> **Goal**
Copy the listing below word for word, starting at its start and ending with the line that contains "point(543, 94)". Include both ends, and leave the pictures out of your copy.

> **Recorded data**
- - -

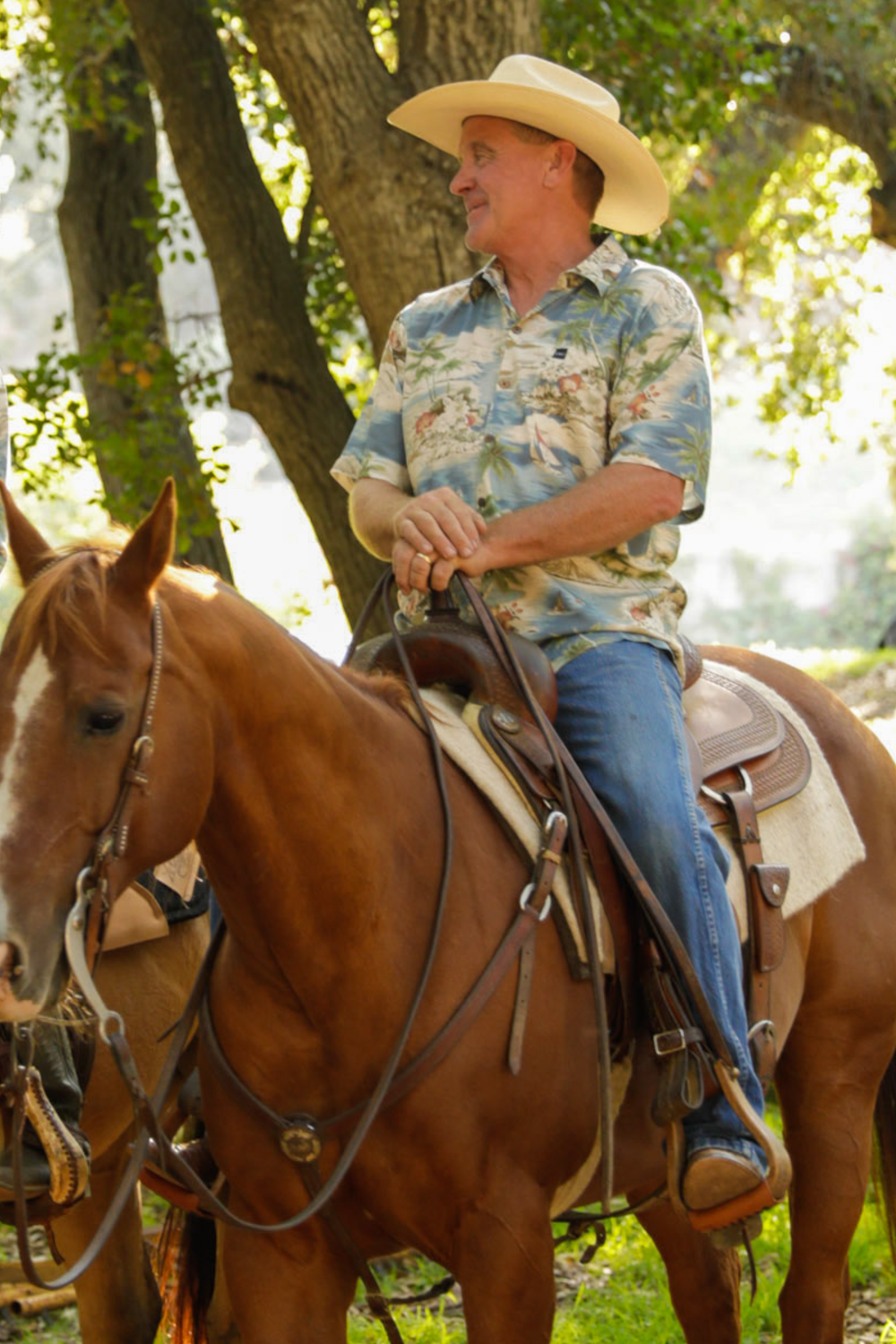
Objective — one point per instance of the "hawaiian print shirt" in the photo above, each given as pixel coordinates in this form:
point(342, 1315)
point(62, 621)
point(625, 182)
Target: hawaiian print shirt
point(508, 410)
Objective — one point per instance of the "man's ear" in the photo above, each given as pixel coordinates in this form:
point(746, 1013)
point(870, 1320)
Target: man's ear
point(560, 161)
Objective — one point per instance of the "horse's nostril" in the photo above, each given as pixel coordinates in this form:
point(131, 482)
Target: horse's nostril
point(11, 965)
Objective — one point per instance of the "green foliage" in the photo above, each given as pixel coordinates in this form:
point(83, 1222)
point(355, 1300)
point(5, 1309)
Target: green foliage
point(136, 445)
point(863, 607)
point(622, 1296)
point(282, 163)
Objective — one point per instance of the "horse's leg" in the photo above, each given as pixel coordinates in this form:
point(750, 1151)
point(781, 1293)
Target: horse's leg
point(826, 1085)
point(117, 1297)
point(503, 1258)
point(287, 1289)
point(831, 1069)
point(704, 1284)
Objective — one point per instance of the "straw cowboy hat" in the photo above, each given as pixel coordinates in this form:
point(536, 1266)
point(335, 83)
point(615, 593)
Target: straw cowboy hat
point(543, 94)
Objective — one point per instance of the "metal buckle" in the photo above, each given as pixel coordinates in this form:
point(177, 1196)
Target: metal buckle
point(669, 1042)
point(524, 903)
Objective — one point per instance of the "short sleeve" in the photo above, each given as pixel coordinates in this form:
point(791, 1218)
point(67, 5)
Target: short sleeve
point(661, 401)
point(375, 446)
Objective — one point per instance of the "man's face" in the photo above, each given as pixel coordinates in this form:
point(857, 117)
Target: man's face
point(500, 179)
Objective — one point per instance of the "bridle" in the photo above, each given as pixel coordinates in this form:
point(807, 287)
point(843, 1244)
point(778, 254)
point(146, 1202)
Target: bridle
point(90, 911)
point(83, 932)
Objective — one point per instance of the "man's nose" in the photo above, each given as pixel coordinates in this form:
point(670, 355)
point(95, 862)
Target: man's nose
point(461, 182)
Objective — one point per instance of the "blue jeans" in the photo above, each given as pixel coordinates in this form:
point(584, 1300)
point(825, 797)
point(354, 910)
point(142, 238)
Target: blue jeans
point(621, 719)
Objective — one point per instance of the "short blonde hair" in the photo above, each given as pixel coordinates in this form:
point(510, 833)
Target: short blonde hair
point(587, 177)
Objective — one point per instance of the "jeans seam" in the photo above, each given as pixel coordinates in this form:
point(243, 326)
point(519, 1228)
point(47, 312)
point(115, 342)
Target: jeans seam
point(702, 878)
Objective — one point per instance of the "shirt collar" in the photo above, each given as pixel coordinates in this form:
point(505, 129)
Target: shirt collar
point(600, 268)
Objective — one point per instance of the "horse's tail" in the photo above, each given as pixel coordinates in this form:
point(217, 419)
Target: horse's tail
point(885, 1150)
point(185, 1271)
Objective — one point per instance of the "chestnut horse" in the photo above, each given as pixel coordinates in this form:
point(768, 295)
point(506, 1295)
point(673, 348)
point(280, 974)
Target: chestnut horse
point(314, 801)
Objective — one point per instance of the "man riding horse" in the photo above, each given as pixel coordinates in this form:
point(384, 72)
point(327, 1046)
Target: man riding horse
point(544, 427)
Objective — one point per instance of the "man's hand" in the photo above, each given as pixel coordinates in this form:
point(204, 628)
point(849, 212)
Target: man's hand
point(440, 523)
point(418, 534)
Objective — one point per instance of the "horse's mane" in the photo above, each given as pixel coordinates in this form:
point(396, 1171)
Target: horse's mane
point(67, 599)
point(61, 599)
point(384, 685)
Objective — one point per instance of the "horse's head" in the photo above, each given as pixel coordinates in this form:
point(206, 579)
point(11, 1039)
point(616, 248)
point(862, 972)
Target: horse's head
point(74, 671)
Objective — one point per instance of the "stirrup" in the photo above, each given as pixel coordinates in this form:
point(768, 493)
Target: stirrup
point(739, 1214)
point(67, 1161)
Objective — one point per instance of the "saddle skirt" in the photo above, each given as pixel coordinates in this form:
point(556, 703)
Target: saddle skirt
point(734, 719)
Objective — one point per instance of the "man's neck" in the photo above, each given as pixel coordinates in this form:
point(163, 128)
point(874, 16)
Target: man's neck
point(532, 273)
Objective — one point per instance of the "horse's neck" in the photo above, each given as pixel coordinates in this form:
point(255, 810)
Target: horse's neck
point(300, 833)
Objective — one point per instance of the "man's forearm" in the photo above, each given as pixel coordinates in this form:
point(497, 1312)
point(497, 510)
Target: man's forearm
point(373, 507)
point(606, 510)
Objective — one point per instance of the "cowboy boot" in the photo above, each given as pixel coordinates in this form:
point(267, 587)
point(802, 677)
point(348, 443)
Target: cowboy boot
point(56, 1101)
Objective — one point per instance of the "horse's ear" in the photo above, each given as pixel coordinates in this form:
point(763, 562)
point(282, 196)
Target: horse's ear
point(150, 550)
point(29, 547)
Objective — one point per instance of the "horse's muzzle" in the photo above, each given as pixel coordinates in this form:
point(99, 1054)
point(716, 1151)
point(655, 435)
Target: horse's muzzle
point(13, 1007)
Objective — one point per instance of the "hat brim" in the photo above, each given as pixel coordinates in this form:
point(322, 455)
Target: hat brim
point(635, 198)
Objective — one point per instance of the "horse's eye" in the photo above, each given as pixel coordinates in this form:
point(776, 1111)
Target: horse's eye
point(102, 722)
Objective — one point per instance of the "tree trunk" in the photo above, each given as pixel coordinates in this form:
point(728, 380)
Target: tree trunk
point(280, 371)
point(383, 193)
point(110, 269)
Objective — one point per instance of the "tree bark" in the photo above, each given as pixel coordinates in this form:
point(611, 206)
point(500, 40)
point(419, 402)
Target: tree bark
point(107, 188)
point(280, 373)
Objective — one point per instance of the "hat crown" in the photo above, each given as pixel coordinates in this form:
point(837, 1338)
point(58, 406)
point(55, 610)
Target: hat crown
point(533, 73)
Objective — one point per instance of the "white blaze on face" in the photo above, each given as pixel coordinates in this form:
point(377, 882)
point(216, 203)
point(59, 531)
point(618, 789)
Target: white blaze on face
point(32, 685)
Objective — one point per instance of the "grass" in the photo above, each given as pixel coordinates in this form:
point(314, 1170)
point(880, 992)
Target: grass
point(622, 1295)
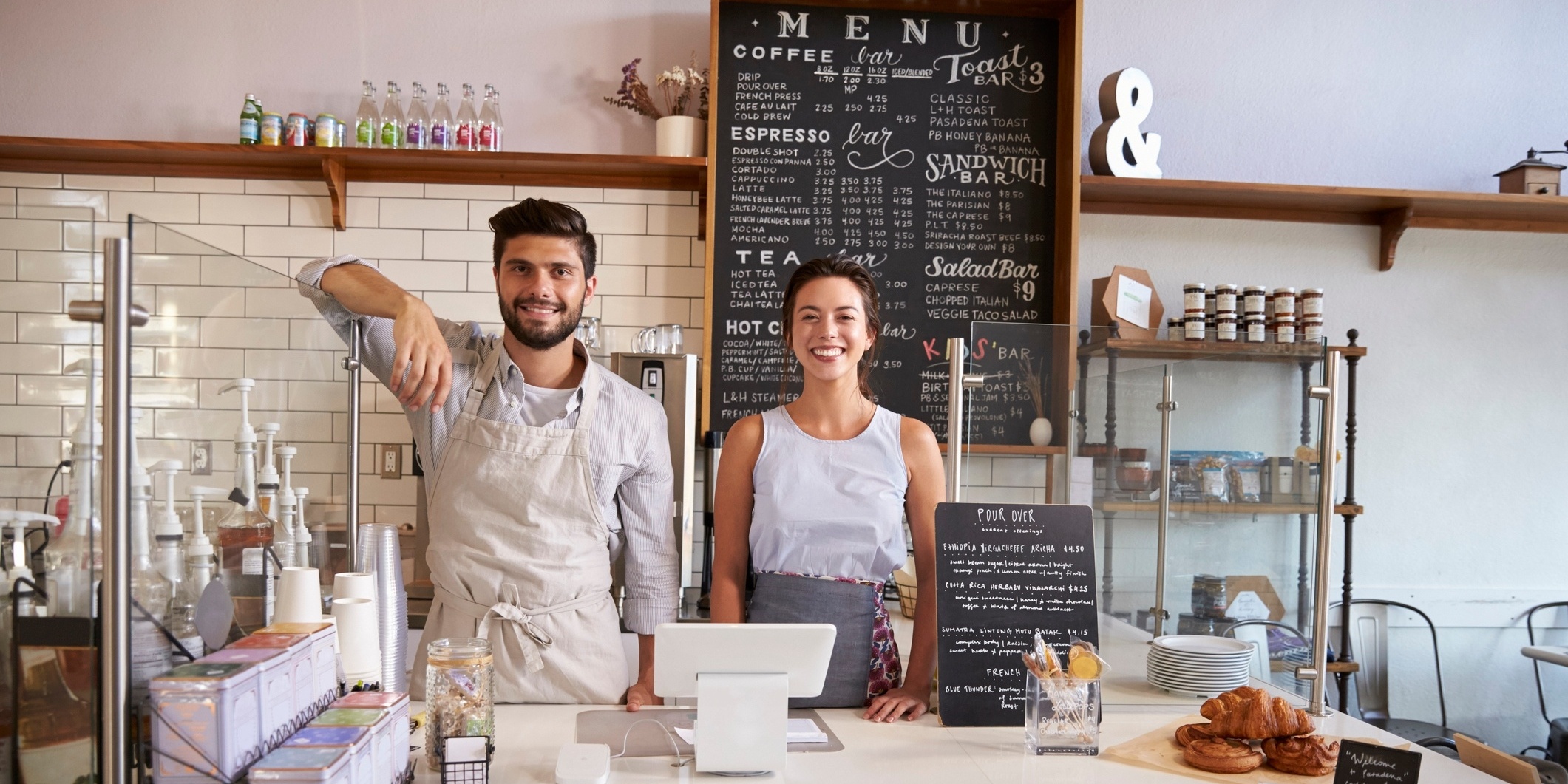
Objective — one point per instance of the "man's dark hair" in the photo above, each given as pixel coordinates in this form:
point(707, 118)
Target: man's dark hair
point(546, 219)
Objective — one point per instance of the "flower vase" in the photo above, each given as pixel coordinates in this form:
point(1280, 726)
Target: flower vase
point(681, 137)
point(1040, 432)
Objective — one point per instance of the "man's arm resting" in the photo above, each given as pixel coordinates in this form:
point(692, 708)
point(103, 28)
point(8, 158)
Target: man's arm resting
point(422, 366)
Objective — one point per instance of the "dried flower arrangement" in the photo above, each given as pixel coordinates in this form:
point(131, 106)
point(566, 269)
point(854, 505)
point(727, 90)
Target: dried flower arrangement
point(679, 90)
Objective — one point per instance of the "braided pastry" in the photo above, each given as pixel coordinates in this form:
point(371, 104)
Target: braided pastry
point(1222, 756)
point(1252, 714)
point(1303, 756)
point(1187, 733)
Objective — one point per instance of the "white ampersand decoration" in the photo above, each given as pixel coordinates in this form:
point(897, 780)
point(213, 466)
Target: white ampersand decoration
point(1119, 148)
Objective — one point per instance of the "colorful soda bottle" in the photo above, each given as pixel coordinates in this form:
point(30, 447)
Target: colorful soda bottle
point(367, 121)
point(251, 121)
point(466, 120)
point(393, 118)
point(441, 120)
point(418, 135)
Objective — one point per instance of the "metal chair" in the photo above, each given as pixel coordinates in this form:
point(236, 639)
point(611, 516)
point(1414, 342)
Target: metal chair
point(1369, 645)
point(1260, 641)
point(1556, 749)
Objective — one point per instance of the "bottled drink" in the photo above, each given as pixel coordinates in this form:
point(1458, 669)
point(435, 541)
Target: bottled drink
point(441, 120)
point(367, 121)
point(393, 118)
point(251, 121)
point(466, 120)
point(489, 121)
point(418, 135)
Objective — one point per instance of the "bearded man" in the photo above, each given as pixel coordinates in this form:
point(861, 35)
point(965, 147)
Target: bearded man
point(548, 466)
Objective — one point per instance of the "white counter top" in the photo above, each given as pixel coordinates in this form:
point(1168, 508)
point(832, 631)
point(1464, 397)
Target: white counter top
point(529, 739)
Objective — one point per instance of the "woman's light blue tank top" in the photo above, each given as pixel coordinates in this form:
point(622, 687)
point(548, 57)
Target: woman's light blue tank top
point(830, 508)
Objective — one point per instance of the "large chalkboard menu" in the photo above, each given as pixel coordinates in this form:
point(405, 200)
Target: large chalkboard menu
point(1005, 571)
point(921, 143)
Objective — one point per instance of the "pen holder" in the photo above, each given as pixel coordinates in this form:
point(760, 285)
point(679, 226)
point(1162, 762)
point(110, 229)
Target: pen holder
point(1060, 715)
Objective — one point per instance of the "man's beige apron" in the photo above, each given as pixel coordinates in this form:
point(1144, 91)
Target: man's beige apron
point(520, 556)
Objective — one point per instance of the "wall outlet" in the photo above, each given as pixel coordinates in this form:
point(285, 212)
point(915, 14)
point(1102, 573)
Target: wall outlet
point(201, 458)
point(390, 460)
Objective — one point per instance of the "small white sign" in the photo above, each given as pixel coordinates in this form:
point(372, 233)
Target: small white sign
point(1247, 607)
point(1133, 301)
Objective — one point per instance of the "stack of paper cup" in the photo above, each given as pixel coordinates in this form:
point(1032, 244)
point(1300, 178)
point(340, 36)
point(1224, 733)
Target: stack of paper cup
point(353, 585)
point(299, 596)
point(358, 638)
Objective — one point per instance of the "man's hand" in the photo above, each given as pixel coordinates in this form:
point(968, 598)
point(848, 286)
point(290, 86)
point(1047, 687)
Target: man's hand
point(642, 693)
point(422, 352)
point(897, 703)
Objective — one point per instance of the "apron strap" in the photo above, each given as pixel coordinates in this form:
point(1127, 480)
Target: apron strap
point(482, 377)
point(529, 635)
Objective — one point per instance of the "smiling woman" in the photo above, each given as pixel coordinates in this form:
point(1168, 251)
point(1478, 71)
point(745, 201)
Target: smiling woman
point(814, 494)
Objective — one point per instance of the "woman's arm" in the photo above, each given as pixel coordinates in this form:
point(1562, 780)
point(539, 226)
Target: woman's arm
point(733, 521)
point(927, 488)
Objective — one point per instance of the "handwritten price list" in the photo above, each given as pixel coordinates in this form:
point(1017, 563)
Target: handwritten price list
point(913, 142)
point(1005, 571)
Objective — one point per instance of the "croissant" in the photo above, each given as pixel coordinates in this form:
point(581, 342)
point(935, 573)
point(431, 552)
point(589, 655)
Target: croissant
point(1302, 756)
point(1252, 714)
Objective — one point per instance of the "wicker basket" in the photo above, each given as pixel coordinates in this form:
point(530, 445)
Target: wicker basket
point(906, 592)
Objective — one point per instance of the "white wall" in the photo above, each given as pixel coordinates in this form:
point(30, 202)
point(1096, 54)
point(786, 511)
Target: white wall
point(179, 69)
point(1460, 399)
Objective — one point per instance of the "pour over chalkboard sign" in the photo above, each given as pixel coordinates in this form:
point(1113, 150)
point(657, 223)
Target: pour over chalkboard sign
point(935, 143)
point(1005, 571)
point(1368, 764)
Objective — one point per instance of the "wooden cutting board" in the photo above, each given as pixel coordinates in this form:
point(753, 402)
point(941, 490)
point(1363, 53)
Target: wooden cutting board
point(1159, 750)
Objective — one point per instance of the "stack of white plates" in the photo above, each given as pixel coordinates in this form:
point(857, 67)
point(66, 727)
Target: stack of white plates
point(1198, 665)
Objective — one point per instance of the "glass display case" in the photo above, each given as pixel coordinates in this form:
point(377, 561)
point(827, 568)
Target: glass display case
point(1225, 432)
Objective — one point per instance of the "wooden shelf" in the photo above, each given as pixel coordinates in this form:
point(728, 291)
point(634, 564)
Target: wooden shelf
point(1226, 508)
point(1393, 211)
point(1211, 349)
point(342, 165)
point(1005, 449)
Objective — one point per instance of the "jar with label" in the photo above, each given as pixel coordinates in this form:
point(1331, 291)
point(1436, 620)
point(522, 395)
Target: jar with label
point(1253, 299)
point(1225, 299)
point(1311, 301)
point(1285, 330)
point(1256, 330)
point(1225, 328)
point(1285, 303)
point(1313, 328)
point(460, 692)
point(1195, 327)
point(1192, 297)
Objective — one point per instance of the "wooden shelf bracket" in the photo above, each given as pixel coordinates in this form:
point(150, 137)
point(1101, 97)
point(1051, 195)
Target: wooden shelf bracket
point(1391, 226)
point(338, 188)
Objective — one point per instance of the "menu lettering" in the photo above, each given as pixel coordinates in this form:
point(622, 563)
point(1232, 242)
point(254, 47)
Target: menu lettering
point(916, 143)
point(1004, 573)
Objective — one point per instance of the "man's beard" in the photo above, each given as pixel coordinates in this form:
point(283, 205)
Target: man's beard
point(540, 338)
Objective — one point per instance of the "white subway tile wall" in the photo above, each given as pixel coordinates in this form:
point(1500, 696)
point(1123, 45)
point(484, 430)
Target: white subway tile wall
point(218, 317)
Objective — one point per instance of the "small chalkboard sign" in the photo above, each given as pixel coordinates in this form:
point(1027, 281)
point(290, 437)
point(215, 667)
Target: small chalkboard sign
point(1368, 764)
point(1005, 571)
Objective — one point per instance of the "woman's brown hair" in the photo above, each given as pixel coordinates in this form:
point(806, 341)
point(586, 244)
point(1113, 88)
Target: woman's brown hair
point(850, 270)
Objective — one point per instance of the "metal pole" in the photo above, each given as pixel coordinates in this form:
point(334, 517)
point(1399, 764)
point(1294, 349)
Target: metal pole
point(955, 416)
point(115, 606)
point(352, 521)
point(1165, 408)
point(1326, 518)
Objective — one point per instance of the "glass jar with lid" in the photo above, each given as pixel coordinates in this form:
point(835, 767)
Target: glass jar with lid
point(460, 692)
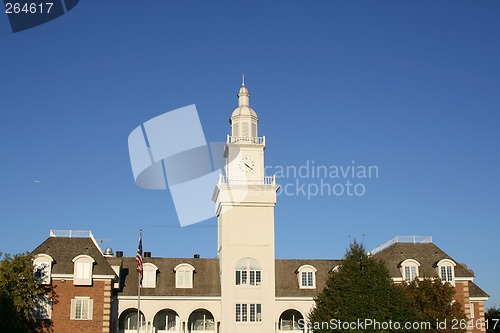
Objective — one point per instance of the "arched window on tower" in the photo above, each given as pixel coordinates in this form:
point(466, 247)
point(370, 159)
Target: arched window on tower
point(248, 272)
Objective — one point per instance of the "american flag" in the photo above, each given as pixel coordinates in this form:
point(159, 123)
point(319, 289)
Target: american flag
point(138, 259)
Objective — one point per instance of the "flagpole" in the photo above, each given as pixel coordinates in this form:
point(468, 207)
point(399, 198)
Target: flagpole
point(139, 278)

- - -

> **Solution to this exercise**
Objective — one point per instance of the "hawaiian print shirt" in the photo above, each given as pixel coordinates in this form:
point(342, 1315)
point(62, 621)
point(625, 182)
Target: hawaiian print shirt
point(508, 410)
Objective — one point per instance of the "man's ear" in the photo above, each given as pixel coordinates in this form:
point(746, 1013)
point(870, 1320)
Target: man's ear
point(560, 161)
Objective — one point per instance of the "horse's nostril" in the photo above, each given as pixel coordinates in this form:
point(131, 482)
Target: horse's nostril
point(11, 965)
Objective — one point per instance of the "green foliage" in the photo above, each given as pixel coordinates in this form:
point(83, 1222)
point(355, 1300)
point(5, 1309)
Target: green foliage
point(136, 445)
point(863, 607)
point(622, 1296)
point(282, 163)
Objective — one point per instance of the "horse's leg" in the photo above, each given as pixel coordinates in this form:
point(750, 1151)
point(781, 1293)
Target: horse's leg
point(826, 1085)
point(117, 1297)
point(503, 1258)
point(287, 1289)
point(831, 1069)
point(704, 1284)
Objective — one point per instance of the "straw cowboy hat" in the photo above, each given as pixel coordinates in this form:
point(536, 1266)
point(335, 83)
point(615, 593)
Target: straw cowboy hat
point(543, 94)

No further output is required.